_Task requirements_: Reproduce every line of the data below, requests included, and shift each point coordinate in the answers by adding 136 to both its x and y values. Leave the pictures out of your output.

_Listed entries_:
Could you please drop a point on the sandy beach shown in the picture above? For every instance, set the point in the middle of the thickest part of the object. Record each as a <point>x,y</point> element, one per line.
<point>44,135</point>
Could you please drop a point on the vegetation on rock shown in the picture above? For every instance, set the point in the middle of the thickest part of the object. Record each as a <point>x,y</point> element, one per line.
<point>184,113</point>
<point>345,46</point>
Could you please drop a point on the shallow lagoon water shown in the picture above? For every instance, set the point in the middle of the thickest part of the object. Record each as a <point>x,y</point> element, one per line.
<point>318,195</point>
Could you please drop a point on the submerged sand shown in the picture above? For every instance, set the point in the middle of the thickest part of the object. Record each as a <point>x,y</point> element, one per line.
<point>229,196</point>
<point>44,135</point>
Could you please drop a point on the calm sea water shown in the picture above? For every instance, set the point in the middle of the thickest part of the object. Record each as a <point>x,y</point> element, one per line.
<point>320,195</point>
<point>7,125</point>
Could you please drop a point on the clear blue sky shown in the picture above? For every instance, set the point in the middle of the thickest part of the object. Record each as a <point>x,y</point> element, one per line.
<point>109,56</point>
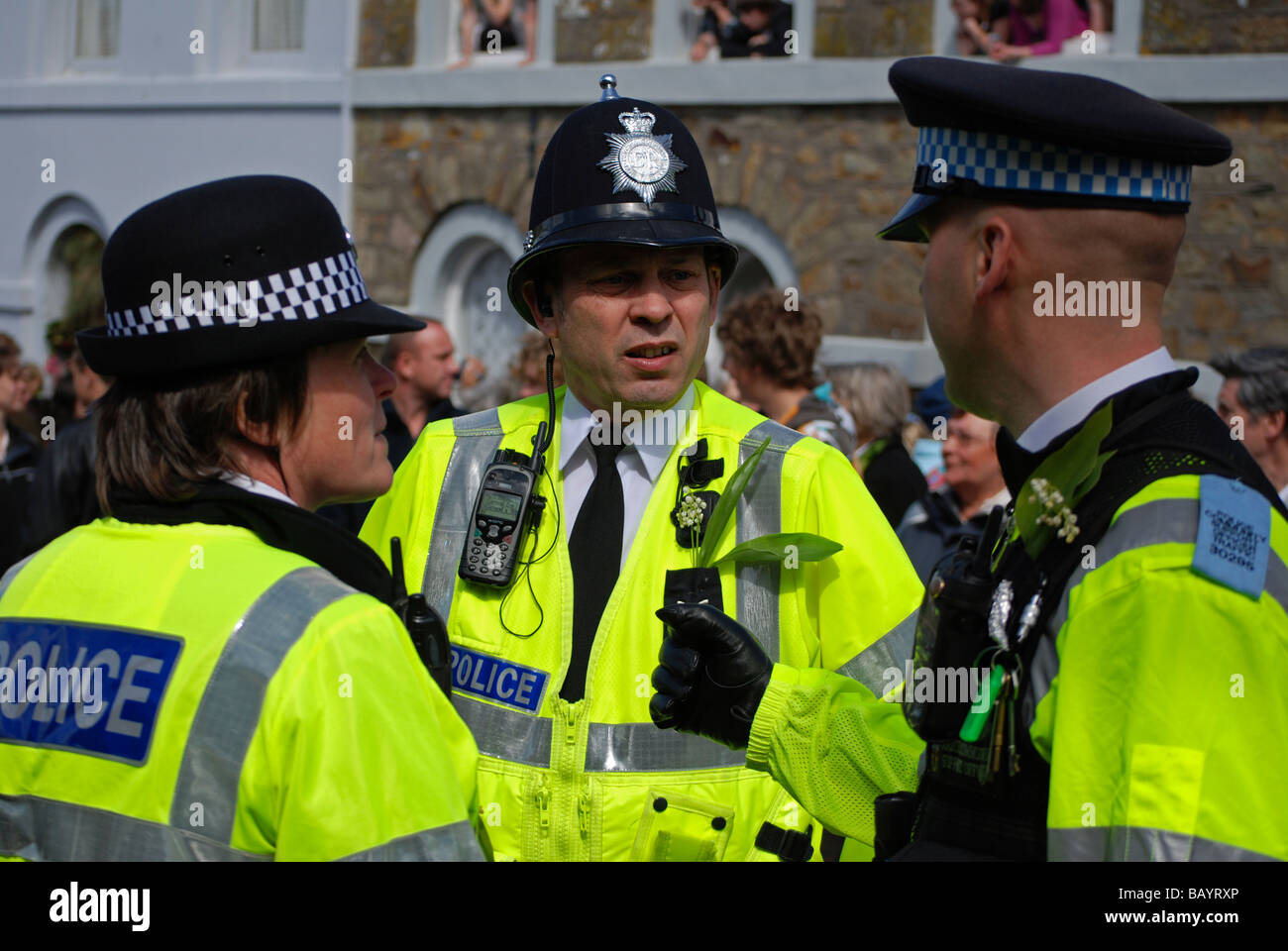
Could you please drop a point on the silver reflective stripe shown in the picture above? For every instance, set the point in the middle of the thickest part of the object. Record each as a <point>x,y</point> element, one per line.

_Output below_:
Could you please drop a point on the sandy beach shown in the picture above? For every instance, set the point in the middle of the thickest part of the object. Record each as a <point>x,y</point> element, one per line.
<point>180,271</point>
Could you please drop a point on the vegetation on rock shown in the picture above? For every instance, set the point in the middle of the thickest part of the object. Record each as a <point>x,y</point> element, one per line.
<point>320,249</point>
<point>481,182</point>
Could you please drop a point on the shallow lagoon water shown in the picture above? For every instance, set the point in the middle of the thickest part of the object. Record each as a <point>x,y</point> element, one per line.
<point>454,331</point>
Could you please drop a point on the submerged sand shown in the picture above? For every instance, set the point in the middle of the thickest part of the object. Record each as a <point>x,y</point> element, one per line.
<point>365,332</point>
<point>180,271</point>
Could you please drop a point on the calm sea water shown in the picture above? For every instance, set the point in the middle of the thickest part of the object. Record each as a <point>x,y</point> element, one per line.
<point>456,331</point>
<point>143,261</point>
Could you please drop a point on the clear blue sky shown in the picture above? For every instance, set the point in the middle of the thickest part of the object. Record each as a <point>x,y</point> element, one per line.
<point>245,192</point>
Could you please drop a point on the silver reflective stripe shown in the picture above? For every instance, set the point in the middle of the thickest part of the object. Record each as a <point>x,y</point> element, one per line.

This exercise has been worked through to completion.